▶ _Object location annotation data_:
▽

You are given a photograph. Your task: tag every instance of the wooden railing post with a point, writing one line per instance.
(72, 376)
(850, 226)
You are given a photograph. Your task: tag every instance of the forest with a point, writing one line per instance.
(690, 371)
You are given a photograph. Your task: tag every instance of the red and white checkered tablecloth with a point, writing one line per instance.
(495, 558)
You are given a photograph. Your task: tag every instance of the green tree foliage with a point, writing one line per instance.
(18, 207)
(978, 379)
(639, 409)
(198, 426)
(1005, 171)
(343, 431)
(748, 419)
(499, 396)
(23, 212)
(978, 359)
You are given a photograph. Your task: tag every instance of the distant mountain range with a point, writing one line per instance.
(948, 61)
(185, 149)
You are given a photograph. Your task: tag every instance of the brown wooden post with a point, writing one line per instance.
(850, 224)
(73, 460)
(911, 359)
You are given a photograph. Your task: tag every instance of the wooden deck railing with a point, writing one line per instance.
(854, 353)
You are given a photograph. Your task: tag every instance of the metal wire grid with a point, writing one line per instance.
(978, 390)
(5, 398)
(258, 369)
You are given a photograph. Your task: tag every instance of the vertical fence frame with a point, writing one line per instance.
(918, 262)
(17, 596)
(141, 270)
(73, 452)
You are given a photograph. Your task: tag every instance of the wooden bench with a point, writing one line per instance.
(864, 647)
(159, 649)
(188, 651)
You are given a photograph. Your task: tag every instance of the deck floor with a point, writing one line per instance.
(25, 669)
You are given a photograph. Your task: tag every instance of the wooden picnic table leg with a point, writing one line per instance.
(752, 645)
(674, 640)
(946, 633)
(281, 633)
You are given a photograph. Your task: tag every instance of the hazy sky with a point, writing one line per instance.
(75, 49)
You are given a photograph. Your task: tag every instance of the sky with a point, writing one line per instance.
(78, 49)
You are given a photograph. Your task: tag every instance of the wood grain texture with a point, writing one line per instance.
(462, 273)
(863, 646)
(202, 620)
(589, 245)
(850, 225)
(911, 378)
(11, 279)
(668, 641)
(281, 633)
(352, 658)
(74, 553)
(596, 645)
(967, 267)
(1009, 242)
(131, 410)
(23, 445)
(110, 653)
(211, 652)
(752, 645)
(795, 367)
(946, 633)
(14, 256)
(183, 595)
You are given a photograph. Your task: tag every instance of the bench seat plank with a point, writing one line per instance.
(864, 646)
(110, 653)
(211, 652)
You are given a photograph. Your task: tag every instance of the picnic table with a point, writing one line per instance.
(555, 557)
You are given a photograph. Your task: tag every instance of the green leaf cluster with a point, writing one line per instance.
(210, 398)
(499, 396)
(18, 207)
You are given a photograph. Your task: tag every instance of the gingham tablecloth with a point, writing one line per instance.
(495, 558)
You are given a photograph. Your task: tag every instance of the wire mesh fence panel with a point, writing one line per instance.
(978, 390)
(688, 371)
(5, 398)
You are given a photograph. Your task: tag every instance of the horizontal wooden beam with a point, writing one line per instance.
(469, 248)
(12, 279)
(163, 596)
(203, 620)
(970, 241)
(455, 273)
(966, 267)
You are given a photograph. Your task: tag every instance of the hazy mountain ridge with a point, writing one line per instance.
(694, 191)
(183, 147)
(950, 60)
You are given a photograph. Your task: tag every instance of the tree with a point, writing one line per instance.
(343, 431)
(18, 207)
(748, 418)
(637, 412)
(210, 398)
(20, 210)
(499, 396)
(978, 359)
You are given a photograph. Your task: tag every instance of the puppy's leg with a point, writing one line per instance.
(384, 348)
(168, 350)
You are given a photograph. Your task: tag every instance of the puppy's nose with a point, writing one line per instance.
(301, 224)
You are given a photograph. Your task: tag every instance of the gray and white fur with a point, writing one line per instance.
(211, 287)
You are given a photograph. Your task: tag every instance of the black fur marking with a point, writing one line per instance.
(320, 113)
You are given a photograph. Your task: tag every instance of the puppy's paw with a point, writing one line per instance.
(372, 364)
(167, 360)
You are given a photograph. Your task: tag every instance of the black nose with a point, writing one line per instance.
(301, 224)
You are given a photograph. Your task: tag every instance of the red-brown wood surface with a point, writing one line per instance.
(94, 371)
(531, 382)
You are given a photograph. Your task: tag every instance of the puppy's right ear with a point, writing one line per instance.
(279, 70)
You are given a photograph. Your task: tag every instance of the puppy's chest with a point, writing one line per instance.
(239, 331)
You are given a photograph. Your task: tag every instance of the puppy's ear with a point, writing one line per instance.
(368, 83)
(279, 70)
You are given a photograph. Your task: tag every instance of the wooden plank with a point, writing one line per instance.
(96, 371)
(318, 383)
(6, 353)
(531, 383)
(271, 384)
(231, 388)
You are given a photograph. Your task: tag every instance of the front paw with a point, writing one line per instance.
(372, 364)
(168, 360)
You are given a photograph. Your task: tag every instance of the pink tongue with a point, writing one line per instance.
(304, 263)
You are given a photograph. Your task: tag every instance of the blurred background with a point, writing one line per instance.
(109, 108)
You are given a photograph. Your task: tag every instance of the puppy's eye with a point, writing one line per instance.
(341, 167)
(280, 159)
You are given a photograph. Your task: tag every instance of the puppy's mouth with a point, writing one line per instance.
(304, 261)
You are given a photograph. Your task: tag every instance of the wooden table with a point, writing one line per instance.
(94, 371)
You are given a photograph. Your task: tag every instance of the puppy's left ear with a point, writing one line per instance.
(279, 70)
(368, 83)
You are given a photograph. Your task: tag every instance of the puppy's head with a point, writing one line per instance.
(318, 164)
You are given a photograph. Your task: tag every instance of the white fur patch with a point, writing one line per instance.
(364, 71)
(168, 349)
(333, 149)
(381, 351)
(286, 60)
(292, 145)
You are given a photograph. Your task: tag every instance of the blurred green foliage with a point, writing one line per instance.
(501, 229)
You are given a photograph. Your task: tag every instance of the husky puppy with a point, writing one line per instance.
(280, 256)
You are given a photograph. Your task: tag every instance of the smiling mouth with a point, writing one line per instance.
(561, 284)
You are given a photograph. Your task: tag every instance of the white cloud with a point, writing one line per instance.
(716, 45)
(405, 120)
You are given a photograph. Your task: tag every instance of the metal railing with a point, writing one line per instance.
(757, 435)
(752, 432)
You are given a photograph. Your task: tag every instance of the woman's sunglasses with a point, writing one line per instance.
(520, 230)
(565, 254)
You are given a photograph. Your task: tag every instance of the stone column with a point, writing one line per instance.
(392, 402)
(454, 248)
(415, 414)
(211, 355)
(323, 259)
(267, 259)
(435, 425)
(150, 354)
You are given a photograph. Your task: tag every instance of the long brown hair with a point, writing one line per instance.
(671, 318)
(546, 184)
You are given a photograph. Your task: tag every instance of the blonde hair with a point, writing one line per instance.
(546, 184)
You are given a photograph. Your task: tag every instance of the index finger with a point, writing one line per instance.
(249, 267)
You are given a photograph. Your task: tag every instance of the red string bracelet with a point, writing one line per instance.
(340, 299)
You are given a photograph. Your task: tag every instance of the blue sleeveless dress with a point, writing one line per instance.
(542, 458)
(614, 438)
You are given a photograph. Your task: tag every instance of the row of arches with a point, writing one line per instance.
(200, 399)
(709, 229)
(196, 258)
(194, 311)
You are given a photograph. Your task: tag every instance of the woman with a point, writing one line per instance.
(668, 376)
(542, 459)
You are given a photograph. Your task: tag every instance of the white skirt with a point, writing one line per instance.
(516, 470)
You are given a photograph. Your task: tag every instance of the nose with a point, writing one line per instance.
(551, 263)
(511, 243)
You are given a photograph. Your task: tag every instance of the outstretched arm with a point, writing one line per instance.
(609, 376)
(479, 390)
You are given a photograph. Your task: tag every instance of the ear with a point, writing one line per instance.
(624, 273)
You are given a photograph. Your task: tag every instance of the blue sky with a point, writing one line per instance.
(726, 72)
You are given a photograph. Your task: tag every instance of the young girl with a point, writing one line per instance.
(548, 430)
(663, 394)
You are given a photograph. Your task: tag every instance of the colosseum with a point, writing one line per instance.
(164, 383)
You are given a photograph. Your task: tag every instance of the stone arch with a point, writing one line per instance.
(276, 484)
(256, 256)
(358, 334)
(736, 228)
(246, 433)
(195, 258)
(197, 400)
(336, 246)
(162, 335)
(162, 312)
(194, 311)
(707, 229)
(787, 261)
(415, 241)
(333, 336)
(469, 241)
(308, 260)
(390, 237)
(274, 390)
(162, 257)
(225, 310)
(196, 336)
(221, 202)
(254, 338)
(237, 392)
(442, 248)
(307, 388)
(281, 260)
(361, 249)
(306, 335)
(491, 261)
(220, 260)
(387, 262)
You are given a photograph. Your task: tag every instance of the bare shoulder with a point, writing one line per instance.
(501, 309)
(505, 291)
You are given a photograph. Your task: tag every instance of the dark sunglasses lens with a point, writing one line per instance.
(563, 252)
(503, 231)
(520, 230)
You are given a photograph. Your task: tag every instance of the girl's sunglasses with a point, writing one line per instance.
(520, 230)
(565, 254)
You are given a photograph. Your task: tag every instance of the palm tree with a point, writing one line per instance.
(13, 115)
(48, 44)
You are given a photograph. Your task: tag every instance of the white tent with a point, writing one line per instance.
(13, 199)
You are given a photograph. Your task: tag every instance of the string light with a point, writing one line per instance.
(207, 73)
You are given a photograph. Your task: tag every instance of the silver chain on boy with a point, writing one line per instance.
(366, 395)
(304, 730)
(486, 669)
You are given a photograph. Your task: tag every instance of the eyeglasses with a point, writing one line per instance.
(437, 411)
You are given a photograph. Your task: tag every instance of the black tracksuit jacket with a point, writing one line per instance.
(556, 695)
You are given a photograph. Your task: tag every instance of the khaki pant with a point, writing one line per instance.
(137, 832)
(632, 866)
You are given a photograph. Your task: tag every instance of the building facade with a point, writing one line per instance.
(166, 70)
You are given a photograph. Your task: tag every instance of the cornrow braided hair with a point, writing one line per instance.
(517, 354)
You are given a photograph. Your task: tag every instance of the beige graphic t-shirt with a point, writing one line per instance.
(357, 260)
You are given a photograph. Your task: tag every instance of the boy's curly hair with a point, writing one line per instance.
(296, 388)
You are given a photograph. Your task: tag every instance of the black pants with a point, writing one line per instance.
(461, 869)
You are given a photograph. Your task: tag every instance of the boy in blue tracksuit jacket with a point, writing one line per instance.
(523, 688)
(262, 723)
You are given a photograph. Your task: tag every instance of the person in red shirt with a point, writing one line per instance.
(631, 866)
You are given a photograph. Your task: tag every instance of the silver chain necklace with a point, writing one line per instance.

△

▶ _What needs to be done_:
Reproduce the lines from the one containing "the white tent" to the end of the entries, keeping both ends and adding nothing.

▶ _Result below_:
You are given a photograph. Your task: tag every instance of the white tent with a point, writing one line per instance.
(13, 199)
You are given a photograph. Your task: tag every instance of the string light with a point, writing one line per instance.
(207, 73)
You are given a photograph. Your task: tag every instance of the silver chain on boy with a point, writing one line per instance.
(366, 395)
(304, 730)
(486, 669)
You are given a photograph. Your task: tag every instance of the eyeglasses with a point, writing one line per instance.
(437, 411)
You are given a photograph. Your task: tag every instance of the black tracksuit jacket with a point, writing one line per instance.
(556, 695)
You are given a photograph. Your task: tag every instance of the khaki pant with a point, writing one line per instance.
(137, 832)
(632, 866)
You are given a photograph. Your task: tag every instance of the building facade with a point, writing one line per instance.
(166, 70)
You are given a photograph. Your task: tag every instance of the cornrow braided hair with a point, writing one line per instance.
(517, 354)
You are given a photograph. Your task: tag every instance of the beige graphic t-shirt with a point, writing one line per instance.
(357, 260)
You are given a photograph. Your task: tag every instance of the boy's curly hair with a point, writing one line per instance.
(296, 388)
You are given a photograph. Your task: tag every instance of the black pants with a point, writing one line per instance.
(461, 869)
You are given a photograph. Your task: tag every instance of the boy in blue tracksuit jacket with a point, writing one line per instance.
(523, 688)
(262, 723)
You are given a photograph. Your task: tag every instance of the person in red shirt with a point, writing one line per instance.
(631, 866)
You are given a photograph. Your task: tag every instance of the silver chain necklace with a point, writing one line per instance.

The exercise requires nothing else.